## Tâches à réaliser:
1) Traduisez en anglais cette phrase de l'extrait fourni : « René Cassin est le fondateur de l’AIJD et son premier président. »
2) Reproduisez sans rien changer le passage de l'extrait fourni qui commence par les mots contenant « L’association a notamment » et se termine par « Réghi, magistrate honoraire. ».

## Extrait fourni:
- - -
L’Association française des juristes démocrates (AFJD)
À la Libération, un groupe de juristes issus de la Résistance – René Cassin, Joë Nordmann, Léo Matarasso ou Pierre Cot – et animés par la volonté de mener un combat progressiste dans le domaine du droit, en faveur de la démocratie et des droits de l’homme, créent l’Association internationale des juristes démocrates (AIJD), dont est issue l’Association française des juristes démocrates (AFJD).
René Cassin est le fondateur de l’AIJD et son premier président. Regroupant des juristes de toutes les parties du monde et de tous horizons professionnels, l’association est un lieu de combats anti-colonial, d’opposition à la guerre du Vietnam ou aux dictatures d’Amérique latine, de Grèce et du Portugal.
Arnaud Lyon-Caen devint le vice-président de l’AFJD dans les années 1990, lorsqu’elle se détacha de l’AIJD, et le resta jusqu’à sa mort en 2011. Il en fut le représentant à la Commission nationale consultative des droits de l’homme jusqu’en 2009. L’AFJD a également participé à plusieurs sous-commissions de la CNCDH, s’impliquant dans les questions internationales, de droit humanitaire et la lutte contre le racisme.
L’association a notamment rédigé une note concernant les questions du Comité des droits économiques, sociaux et culturels, lors de l’examen du 3e rapport périodique du Pacte international relatif aux droits économiques, sociaux et culturels. L’AFJD est aujourd’hui membre de l’Association européenne des juristes pour la démocratie et les droits de l’homme dans le monde. Elle est présidée par Isabelle Réghi, magistrate honoraire.
L’association a pour objet de réunir les juristes et praticiens du droit (avocats, magistrats, enseignants-chercheurs, juristes) qui se proposent d’oeuvrer à la défense et au développement des libertés publiques et individuelles, à la réalisation d’une justice démocratique, au respect des droits de l’homme, notamment à la lutte contre le racisme, tant au plan national qu’international.
- - -
## Données fournies:

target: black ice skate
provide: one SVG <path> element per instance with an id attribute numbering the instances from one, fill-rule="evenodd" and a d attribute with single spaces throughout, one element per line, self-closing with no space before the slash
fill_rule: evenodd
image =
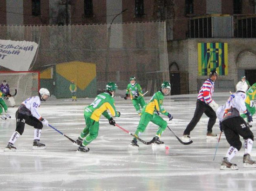
<path id="1" fill-rule="evenodd" d="M 243 167 L 256 167 L 256 161 L 253 160 L 249 154 L 243 155 Z"/>
<path id="2" fill-rule="evenodd" d="M 159 139 L 159 137 L 155 137 L 153 139 L 154 142 L 153 143 L 156 144 L 157 145 L 162 145 L 163 144 L 164 144 L 164 142 L 163 141 L 161 141 Z"/>
<path id="3" fill-rule="evenodd" d="M 3 120 L 6 120 L 7 119 L 7 117 L 6 117 L 6 116 L 5 115 L 2 115 L 1 116 L 1 119 L 2 119 Z"/>
<path id="4" fill-rule="evenodd" d="M 88 152 L 89 150 L 90 149 L 89 148 L 82 145 L 81 145 L 77 149 L 77 151 L 80 151 L 81 152 Z"/>
<path id="5" fill-rule="evenodd" d="M 16 151 L 16 147 L 13 146 L 13 143 L 8 143 L 4 151 Z"/>
<path id="6" fill-rule="evenodd" d="M 231 163 L 228 161 L 228 158 L 223 158 L 221 165 L 221 170 L 238 170 L 238 167 L 236 164 Z"/>
<path id="7" fill-rule="evenodd" d="M 138 141 L 137 141 L 137 140 L 135 140 L 134 139 L 133 139 L 133 140 L 132 140 L 132 141 L 130 143 L 130 145 L 131 145 L 133 147 L 139 148 L 140 146 L 139 146 L 139 145 L 138 145 L 137 143 Z"/>
<path id="8" fill-rule="evenodd" d="M 78 137 L 78 138 L 73 143 L 73 145 L 79 146 L 82 142 L 83 142 L 83 140 L 80 138 L 80 137 Z"/>
<path id="9" fill-rule="evenodd" d="M 45 145 L 40 142 L 39 140 L 35 140 L 33 142 L 33 149 L 43 149 L 46 148 Z"/>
- - -
## Réponses par tâche:
1) René Cassin is the founder of the AIJD and its first president.

2)
L’association a notamment rédigé une note concernant les questions du Comité des droits économiques, sociaux et culturels, lors de l’examen du 3e rapport périodique du Pacte international relatif aux droits économiques, sociaux et culturels. L’AFJD est aujourd’hui membre de l’Association européenne des juristes pour la démocratie et les droits de l’homme dans le monde. Elle est présidée par Isabelle Réghi, magistrate honoraire.